*STATED PROBLEM*
Count the lines in the entries below that contain the string "hand", treating uppercase and lowercase as different, and give only the number.

*DATA SHOWN*
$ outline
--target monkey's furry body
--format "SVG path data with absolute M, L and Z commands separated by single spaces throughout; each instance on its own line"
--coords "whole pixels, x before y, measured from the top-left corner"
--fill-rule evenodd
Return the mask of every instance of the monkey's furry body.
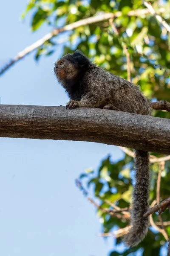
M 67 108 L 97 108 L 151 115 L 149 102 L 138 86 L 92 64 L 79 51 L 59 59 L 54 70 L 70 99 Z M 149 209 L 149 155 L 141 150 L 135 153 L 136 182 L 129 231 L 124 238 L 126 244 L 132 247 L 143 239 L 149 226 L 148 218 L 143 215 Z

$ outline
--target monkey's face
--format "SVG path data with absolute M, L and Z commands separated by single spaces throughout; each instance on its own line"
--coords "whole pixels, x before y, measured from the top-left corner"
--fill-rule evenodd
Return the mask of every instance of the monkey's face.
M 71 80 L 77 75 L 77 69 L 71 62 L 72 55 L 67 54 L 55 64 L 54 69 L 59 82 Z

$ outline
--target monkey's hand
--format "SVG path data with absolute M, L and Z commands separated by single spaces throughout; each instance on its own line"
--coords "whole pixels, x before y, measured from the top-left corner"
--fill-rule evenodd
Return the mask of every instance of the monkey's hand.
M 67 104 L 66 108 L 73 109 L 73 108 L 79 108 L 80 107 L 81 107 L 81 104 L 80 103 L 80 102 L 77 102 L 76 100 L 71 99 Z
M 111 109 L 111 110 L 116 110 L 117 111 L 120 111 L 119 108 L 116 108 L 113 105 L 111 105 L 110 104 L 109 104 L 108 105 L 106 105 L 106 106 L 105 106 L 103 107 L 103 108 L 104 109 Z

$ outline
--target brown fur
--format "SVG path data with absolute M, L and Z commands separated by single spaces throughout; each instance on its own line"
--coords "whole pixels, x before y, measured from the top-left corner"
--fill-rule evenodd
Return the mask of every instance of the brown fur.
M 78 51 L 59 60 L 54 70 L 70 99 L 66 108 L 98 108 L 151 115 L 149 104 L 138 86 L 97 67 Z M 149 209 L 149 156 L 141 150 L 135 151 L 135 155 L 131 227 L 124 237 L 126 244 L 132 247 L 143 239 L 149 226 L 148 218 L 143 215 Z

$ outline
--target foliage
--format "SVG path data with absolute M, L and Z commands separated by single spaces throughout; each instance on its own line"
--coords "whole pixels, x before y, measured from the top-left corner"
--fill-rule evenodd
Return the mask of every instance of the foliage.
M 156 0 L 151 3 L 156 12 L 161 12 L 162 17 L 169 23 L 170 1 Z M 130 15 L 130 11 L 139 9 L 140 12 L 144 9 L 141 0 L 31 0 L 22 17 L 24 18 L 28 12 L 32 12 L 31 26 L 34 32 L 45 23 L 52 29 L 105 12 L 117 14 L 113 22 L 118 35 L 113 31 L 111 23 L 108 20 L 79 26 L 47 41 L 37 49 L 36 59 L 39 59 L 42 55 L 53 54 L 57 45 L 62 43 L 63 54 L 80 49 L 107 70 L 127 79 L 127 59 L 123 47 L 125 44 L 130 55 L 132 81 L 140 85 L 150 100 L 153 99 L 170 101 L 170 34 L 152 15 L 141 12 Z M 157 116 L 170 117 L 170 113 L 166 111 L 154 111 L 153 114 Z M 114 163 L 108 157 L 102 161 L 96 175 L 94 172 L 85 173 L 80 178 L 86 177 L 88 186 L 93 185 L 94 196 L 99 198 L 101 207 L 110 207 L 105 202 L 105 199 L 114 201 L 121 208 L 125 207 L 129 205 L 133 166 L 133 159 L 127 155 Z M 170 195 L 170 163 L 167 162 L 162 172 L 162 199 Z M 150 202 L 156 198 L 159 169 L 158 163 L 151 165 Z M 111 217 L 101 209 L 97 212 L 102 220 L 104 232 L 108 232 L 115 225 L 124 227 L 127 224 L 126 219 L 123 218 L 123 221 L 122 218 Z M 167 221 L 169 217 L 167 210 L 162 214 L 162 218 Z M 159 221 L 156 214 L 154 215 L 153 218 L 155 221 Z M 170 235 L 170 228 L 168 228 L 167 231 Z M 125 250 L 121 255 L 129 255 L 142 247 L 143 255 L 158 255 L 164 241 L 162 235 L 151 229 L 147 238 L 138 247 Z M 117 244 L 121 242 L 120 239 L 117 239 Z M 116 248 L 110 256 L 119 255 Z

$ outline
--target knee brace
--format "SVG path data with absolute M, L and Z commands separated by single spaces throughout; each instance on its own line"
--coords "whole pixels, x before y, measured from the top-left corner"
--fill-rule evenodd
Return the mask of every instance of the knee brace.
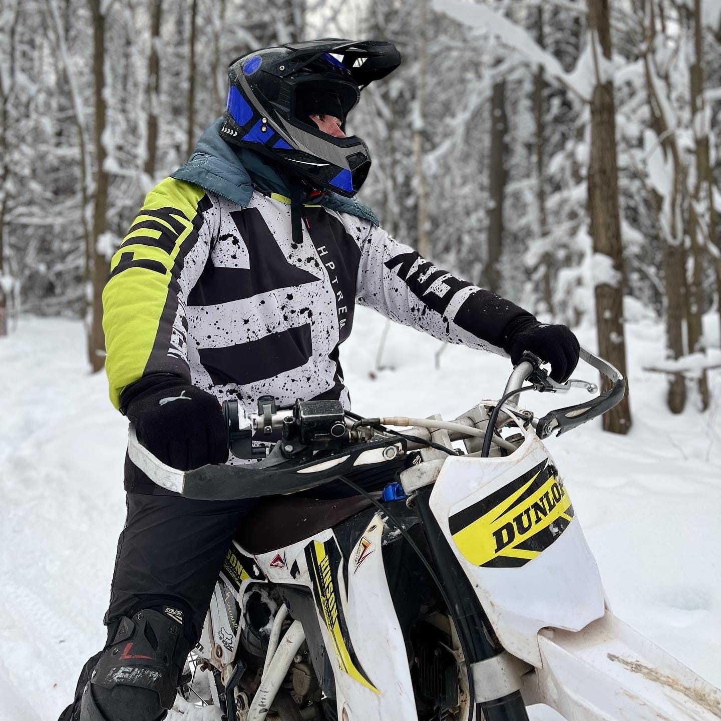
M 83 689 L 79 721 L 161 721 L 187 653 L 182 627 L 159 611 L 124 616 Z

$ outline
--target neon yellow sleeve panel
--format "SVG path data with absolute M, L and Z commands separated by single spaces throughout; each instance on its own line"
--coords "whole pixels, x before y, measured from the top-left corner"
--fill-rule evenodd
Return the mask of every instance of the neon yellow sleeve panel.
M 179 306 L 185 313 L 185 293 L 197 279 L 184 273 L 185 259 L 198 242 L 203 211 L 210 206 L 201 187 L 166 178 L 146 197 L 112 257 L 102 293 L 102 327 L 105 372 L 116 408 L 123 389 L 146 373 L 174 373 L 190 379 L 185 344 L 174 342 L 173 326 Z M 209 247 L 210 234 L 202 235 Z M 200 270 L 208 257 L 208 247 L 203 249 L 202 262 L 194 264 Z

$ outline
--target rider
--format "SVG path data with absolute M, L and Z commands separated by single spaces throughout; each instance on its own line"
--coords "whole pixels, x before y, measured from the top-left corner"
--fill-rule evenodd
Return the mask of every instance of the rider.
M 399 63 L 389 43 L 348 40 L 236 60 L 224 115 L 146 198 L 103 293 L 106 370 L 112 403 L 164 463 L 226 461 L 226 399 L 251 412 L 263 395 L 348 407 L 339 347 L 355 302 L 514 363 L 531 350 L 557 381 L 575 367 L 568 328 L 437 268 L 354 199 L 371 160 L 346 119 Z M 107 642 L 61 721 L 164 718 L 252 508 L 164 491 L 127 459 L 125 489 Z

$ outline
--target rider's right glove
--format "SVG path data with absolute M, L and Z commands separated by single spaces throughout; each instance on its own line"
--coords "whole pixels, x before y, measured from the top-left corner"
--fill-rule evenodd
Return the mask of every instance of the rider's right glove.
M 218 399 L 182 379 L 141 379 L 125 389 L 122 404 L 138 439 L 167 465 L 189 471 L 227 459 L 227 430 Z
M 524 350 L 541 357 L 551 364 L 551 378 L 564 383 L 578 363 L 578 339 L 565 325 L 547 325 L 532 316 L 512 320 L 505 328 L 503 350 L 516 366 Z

---

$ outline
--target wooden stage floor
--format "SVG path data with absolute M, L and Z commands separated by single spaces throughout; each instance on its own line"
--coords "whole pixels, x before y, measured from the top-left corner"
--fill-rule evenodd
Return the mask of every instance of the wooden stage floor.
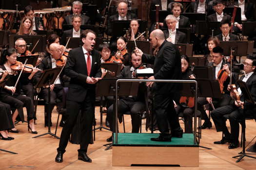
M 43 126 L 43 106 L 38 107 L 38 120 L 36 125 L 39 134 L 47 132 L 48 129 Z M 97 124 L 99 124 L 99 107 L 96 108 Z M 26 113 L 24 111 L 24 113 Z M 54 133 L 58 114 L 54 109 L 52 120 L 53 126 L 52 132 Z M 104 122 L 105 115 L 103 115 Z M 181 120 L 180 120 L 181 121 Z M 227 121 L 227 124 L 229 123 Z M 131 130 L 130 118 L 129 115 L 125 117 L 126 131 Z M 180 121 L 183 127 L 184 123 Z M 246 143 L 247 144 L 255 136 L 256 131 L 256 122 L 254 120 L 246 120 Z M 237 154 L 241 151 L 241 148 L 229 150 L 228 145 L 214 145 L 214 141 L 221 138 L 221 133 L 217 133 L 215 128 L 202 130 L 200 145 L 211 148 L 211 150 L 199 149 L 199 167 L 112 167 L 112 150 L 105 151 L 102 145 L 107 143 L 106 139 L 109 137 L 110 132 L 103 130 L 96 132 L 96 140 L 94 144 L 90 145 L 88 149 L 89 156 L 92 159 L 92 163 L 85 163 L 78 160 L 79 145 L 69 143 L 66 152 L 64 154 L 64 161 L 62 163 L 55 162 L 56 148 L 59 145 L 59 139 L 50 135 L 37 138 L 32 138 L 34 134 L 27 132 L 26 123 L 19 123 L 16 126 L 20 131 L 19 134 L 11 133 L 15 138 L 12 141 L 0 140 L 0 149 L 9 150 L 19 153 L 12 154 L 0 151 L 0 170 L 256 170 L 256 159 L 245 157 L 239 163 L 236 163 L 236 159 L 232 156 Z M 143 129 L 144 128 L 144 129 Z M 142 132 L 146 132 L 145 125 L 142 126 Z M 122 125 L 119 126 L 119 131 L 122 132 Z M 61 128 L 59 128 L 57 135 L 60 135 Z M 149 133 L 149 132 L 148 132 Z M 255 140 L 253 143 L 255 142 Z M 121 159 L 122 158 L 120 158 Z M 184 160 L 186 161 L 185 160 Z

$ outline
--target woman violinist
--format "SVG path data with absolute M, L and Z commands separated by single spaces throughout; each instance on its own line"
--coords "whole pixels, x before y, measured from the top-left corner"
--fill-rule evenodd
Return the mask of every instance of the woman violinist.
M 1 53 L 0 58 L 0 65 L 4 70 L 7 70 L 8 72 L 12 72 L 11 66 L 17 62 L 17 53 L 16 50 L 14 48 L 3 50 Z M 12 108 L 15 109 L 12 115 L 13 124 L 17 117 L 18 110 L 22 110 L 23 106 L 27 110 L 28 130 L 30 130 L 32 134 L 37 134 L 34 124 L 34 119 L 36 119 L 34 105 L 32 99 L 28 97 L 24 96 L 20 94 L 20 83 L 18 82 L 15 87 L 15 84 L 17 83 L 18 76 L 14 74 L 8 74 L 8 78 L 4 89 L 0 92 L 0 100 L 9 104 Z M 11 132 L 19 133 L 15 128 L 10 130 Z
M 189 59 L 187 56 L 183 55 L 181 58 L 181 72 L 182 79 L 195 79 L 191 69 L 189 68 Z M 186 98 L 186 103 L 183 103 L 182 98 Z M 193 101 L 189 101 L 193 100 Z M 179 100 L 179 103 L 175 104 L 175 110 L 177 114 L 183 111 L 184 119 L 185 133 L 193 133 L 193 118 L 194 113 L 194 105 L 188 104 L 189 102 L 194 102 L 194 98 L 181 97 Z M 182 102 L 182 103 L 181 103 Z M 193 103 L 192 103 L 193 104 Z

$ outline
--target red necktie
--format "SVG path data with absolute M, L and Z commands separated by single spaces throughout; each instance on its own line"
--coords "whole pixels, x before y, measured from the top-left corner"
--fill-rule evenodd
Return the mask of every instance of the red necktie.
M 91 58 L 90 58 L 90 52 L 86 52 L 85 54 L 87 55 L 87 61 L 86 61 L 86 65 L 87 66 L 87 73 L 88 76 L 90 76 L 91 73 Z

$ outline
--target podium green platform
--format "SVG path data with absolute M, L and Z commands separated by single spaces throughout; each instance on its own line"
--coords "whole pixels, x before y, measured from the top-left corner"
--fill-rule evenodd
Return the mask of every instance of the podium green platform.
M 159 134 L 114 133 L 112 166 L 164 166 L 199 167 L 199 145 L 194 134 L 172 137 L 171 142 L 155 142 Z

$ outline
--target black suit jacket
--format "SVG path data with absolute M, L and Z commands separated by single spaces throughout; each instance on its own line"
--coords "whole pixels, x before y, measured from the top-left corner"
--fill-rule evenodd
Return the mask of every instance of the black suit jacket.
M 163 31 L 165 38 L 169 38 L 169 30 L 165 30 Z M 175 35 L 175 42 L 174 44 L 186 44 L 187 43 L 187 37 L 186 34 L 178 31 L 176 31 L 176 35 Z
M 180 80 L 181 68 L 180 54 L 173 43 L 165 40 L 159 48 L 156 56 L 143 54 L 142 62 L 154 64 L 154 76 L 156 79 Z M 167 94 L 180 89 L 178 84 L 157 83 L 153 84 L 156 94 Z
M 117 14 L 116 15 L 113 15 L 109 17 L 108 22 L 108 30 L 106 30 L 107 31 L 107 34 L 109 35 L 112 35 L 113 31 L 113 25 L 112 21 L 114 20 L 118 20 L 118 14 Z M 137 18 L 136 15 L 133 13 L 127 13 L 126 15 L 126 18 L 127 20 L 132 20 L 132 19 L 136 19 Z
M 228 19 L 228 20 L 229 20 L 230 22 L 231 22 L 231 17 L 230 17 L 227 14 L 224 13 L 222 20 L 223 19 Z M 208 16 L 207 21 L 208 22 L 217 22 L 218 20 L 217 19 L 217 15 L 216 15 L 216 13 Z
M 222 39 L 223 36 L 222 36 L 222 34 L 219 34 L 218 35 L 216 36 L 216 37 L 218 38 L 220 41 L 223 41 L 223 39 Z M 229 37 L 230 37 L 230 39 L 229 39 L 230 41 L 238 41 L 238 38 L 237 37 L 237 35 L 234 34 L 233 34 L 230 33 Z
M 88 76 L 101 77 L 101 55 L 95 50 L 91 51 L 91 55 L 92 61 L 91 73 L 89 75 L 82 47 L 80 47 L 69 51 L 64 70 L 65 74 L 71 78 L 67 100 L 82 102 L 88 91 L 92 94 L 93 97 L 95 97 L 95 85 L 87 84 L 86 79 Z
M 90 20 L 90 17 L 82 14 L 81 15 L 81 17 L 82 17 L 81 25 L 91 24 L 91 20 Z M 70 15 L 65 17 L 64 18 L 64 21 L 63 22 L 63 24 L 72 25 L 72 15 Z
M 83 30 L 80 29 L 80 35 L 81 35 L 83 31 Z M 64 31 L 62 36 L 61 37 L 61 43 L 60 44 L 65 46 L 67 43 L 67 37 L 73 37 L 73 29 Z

*CORRECT ANSWER*
2